Extract to read:
┌────────

Woman Falls 200-Feet, Hikes to Safety with Broken Neck
By Emily Morgan,
A Colorado hiker is lucky to be alive after she plunged 200 feet while hiking in the San Gabriel Mountains in California.
Last Christmas Eve, 40-year-old Ruth Woroniecki summited Cucamonga Peak and began hiking down the mountain. Around mid-day, she slipped on a patch of ice. As a result, the Colorado native tumbled 200 feet.
According to the San Bernardino Sheriff’s Department, the woman broke her neck due to the fall. In addition, she also suffered a significant head wound and facial lacerations. A GoFundMe for Woroniecki has since been started to help with her medical expenses.
Despite suffering severe injuries, she managed to hike 150 feet to a clearing in the woods to get rescued by a helicopter. In addition, she was forced to hold her broken neck to avoid injuring it further as she hiked to safety.
Woroniecki is happy to have survived the incident despite all the hurdles she faced. However, she notes that it may not have been possible if it weren’t for fellow hikers who found her after the fall. “I’m just deeply, deeply grateful,” she noted.
Before the fall, she was camping with her family in the Lytle Creek area when she left to hike solo.

└────────

Write out the part of the article on the hiker's fall from the words "Despite suffering severe" to the words "hiked to safety.". The items after the text aren't needed for this.

Dataset records:
┌────────

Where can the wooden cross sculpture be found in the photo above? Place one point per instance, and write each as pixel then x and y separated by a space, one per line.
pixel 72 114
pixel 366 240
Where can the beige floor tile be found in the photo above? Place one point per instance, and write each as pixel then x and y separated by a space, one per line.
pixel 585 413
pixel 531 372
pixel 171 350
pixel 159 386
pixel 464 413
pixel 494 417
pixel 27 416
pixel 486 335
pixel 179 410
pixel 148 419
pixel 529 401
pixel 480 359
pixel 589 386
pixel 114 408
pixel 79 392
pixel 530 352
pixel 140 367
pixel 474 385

└────────

Exercise solution:
Despite suffering severe injuries, she managed to hike 150 feet to a clearing in the woods to get rescued by a helicopter. In addition, she was forced to hold her broken neck to avoid injuring it further as she hiked to safety.